*** Passage Section Begins ***

Professional leadership in pharmacy should focus on clinical innovation in community pharmacy practice, rather than on regulatory matters and contract terms, the Association of the British Pharmaceutical Industry has told a Parliamentary inquiry into the future of pharmacy. Dispensing should also become less important.

“Community pharmacy can only deliver the vision and patient benefits laid out in the pharmacy contract if its leaders and representative bodies drive the required changes,” an ABPI submission to the All-Party Pharmacy Group’s inquiry says.

Calling for further changes to the pharmacy contract, the ABPI says that a transparent debate is needed on whether pursuing purchase profits and prescription volume are compatible with high-quality health care.

“As long as the pharmacy contract continues to incentivise pharmacists for high volumes of dispensing and achieving higher discounts on medicine purchased, that is what many will focus on,” the submission says. “The general medical services contract has demonstrated that by incentivising doctors to address genuine health needs this is what gets done.”

Although recognising that dispensing underpins the wider role that community pharmacists can play, the ABPI believes that advanced services, such as medicines use reviews, should be incorporated into the list of essential services and, over time, should displace dispensing from its position as the principal essential service.

*** Passage Section Ends ***

_Things to do_
a – In the passage on pharmacy leadership, what should advanced services such as medicines use reviews eventually displace?
b – Carry the passage on pharmacy leadership forward from its last sentence.
The rows have nothing to do with the passage on pharmacy leadership.

*** Excerpted records Section Begins ***

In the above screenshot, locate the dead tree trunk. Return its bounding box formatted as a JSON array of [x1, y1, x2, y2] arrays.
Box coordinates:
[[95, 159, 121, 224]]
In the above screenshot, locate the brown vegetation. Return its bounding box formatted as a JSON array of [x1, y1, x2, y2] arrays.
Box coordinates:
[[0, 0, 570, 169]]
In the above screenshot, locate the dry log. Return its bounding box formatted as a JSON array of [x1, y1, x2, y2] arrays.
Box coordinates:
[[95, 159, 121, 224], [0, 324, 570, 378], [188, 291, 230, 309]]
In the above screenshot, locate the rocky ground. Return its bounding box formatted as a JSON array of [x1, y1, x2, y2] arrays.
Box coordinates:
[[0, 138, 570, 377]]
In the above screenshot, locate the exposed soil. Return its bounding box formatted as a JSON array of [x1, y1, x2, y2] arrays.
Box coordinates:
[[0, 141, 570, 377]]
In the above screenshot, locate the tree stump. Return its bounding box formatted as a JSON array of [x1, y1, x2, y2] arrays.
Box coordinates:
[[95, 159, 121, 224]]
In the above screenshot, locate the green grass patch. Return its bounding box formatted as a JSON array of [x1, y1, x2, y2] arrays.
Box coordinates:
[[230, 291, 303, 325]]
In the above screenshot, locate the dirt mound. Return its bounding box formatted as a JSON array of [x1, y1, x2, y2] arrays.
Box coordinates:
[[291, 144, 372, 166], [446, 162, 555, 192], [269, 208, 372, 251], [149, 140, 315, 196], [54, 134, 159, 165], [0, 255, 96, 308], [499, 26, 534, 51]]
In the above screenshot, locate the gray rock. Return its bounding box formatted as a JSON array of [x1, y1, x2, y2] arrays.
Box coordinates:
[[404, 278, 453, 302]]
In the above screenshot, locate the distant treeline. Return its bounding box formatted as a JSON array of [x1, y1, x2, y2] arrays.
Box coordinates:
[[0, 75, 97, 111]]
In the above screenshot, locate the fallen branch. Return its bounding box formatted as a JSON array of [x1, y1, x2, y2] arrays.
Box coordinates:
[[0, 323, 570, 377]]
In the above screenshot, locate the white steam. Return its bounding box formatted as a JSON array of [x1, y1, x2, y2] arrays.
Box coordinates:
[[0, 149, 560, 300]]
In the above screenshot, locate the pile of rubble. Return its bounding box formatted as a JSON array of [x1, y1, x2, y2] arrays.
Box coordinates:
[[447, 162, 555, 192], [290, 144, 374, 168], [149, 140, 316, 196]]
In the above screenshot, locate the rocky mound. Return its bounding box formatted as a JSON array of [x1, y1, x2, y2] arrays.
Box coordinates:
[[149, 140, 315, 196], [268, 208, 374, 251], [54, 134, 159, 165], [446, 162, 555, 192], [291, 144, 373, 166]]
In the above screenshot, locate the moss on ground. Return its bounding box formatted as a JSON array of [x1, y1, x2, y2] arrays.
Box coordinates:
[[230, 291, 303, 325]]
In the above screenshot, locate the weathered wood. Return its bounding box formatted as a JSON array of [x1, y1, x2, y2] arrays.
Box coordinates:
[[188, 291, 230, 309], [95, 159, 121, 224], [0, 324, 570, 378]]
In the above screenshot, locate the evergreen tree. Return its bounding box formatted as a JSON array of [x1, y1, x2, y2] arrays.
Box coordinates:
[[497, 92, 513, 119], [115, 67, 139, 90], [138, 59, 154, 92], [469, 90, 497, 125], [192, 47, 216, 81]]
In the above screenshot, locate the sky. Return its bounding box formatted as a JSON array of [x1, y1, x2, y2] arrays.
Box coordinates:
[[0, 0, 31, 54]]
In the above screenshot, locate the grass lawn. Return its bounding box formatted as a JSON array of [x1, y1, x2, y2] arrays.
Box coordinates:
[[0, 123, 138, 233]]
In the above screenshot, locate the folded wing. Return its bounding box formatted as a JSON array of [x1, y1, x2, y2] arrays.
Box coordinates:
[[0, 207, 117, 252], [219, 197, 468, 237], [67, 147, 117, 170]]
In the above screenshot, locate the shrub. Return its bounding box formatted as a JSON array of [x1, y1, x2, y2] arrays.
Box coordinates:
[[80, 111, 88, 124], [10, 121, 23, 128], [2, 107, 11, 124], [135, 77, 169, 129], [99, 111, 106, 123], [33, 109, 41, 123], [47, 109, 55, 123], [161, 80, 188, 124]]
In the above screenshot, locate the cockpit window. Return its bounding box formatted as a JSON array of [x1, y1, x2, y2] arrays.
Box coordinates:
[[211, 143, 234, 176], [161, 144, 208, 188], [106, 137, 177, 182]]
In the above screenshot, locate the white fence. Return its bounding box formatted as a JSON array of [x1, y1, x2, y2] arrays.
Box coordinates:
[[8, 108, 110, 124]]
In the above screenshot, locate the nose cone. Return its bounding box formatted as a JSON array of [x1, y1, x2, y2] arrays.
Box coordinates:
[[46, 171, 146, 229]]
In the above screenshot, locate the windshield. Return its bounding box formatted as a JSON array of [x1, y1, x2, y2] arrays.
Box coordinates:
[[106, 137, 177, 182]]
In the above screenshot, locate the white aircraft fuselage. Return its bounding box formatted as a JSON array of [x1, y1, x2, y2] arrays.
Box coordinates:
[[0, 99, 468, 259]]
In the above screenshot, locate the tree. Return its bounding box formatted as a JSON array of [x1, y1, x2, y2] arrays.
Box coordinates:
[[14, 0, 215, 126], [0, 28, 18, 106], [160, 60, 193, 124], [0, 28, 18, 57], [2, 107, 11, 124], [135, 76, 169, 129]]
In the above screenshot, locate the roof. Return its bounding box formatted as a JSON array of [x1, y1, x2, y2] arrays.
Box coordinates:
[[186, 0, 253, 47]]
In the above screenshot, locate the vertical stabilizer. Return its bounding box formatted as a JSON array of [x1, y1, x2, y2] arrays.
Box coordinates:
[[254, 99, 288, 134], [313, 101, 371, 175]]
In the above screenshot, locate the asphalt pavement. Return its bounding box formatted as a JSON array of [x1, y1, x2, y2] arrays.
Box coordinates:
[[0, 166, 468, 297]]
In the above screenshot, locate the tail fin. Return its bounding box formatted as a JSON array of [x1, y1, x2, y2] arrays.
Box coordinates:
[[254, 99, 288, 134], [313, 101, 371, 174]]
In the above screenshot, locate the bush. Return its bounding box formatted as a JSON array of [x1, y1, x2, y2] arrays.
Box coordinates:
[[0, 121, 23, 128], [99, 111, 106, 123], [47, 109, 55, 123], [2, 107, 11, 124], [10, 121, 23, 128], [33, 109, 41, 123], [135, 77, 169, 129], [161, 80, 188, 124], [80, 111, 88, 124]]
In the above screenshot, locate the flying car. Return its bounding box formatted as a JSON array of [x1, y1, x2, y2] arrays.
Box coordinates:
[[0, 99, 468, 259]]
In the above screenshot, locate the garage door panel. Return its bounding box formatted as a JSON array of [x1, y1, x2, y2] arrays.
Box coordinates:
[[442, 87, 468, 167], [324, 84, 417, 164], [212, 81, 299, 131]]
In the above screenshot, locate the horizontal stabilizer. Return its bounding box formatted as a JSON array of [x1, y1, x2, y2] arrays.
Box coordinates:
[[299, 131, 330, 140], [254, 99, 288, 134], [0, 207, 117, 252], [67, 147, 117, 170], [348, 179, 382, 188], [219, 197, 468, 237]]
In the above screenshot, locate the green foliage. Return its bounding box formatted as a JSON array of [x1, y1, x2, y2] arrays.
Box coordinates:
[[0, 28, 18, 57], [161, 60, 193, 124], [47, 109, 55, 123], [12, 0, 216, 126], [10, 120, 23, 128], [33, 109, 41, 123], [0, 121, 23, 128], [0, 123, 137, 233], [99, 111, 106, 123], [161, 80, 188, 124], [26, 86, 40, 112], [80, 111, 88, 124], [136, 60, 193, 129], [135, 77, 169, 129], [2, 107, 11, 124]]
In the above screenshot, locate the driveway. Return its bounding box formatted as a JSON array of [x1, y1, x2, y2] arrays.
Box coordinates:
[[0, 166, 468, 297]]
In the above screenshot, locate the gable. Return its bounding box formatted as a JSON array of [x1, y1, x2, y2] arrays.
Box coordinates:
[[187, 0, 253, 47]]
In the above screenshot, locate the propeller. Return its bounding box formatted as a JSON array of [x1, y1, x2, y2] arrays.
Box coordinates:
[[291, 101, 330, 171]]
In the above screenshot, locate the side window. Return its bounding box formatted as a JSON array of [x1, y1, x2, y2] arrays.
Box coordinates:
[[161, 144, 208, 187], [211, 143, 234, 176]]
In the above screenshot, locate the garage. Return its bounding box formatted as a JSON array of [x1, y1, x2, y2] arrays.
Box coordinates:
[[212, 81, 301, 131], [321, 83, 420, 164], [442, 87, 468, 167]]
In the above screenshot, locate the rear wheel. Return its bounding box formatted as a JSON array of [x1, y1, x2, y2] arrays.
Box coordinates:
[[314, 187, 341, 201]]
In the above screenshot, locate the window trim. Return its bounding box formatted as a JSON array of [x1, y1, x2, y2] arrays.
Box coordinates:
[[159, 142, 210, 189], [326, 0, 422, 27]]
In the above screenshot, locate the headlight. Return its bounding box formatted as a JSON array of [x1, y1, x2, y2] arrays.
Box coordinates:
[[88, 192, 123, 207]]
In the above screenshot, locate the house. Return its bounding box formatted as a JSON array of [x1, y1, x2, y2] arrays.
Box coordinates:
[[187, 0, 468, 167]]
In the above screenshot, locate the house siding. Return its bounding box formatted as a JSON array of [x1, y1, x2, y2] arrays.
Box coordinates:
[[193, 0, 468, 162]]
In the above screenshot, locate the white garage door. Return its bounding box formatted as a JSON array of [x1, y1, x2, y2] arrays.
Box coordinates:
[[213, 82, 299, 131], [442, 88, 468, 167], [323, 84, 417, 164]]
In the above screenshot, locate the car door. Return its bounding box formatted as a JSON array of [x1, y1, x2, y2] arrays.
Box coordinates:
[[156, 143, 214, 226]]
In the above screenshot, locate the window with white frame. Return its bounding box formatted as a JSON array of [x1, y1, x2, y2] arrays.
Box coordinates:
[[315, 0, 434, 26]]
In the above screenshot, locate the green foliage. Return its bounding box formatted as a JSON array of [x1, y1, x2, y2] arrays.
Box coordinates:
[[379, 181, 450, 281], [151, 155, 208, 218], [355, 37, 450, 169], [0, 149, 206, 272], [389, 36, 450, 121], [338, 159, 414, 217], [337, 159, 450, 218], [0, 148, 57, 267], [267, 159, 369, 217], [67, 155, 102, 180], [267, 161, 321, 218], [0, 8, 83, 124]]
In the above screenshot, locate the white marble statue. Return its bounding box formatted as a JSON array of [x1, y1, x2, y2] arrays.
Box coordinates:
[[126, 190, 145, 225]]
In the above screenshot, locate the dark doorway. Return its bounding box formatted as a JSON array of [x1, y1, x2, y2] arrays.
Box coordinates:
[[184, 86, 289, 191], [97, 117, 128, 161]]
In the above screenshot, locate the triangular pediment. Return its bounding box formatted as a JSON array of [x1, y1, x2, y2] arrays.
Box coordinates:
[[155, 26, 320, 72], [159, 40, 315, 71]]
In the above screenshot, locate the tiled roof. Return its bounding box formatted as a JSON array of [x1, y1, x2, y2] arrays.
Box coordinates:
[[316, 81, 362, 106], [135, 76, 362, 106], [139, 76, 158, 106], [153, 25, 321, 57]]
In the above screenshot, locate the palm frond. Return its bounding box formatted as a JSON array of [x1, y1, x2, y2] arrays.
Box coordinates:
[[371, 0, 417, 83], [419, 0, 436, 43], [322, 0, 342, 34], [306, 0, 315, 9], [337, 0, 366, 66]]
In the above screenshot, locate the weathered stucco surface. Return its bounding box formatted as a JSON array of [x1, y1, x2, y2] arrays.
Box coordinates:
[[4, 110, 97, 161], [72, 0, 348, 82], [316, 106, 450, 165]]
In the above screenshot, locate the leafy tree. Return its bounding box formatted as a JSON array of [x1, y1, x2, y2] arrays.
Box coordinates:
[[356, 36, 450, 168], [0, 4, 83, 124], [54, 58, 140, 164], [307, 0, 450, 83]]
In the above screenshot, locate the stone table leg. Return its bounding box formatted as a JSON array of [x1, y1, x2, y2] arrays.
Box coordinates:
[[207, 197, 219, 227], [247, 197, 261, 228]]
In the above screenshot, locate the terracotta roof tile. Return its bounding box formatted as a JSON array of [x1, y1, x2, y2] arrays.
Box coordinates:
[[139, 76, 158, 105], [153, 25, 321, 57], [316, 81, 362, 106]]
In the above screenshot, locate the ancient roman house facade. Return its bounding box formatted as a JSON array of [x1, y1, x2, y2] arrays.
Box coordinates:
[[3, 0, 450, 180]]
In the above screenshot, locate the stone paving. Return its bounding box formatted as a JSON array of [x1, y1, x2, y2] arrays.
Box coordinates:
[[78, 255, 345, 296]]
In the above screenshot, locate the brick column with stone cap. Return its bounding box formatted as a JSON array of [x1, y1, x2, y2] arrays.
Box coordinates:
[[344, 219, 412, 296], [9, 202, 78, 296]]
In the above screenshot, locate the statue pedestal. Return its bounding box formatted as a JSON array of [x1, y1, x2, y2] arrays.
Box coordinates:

*** Excerpted records Section Ends ***

_Responses to the exercise_
a – They should displace dispensing from its position as the principal essential service.

b –
The submission also says that pharmacists should take on more clinical roles and that to do this they need comprehensive IT connectivity in the NHS and access to patients’ medical records.

It advocates using pharmacists’ skills to:

• Enhance concordance and compliance, so that medicines are taken in a way that improves outcomes

• Provide benefit/risk profiles of medicines and alternatives to them

• Improve the safer use of medicines, especially in nursing and residential homes

• Reduce waste

• Actively promote better health and advise on other services

• Train staff working for the NHS and local authorities on medicines management

Commenting, ABPI director general Richard Barker said: “The pharmacy contract is a significant first step in realising the potential that the community pharmacist has to play in health care, but there now needs to be a more confident stride. The contract needs to put a strong emphasis on giving incentives to community pharmacists to make addressing health needs the main focus of their attention.”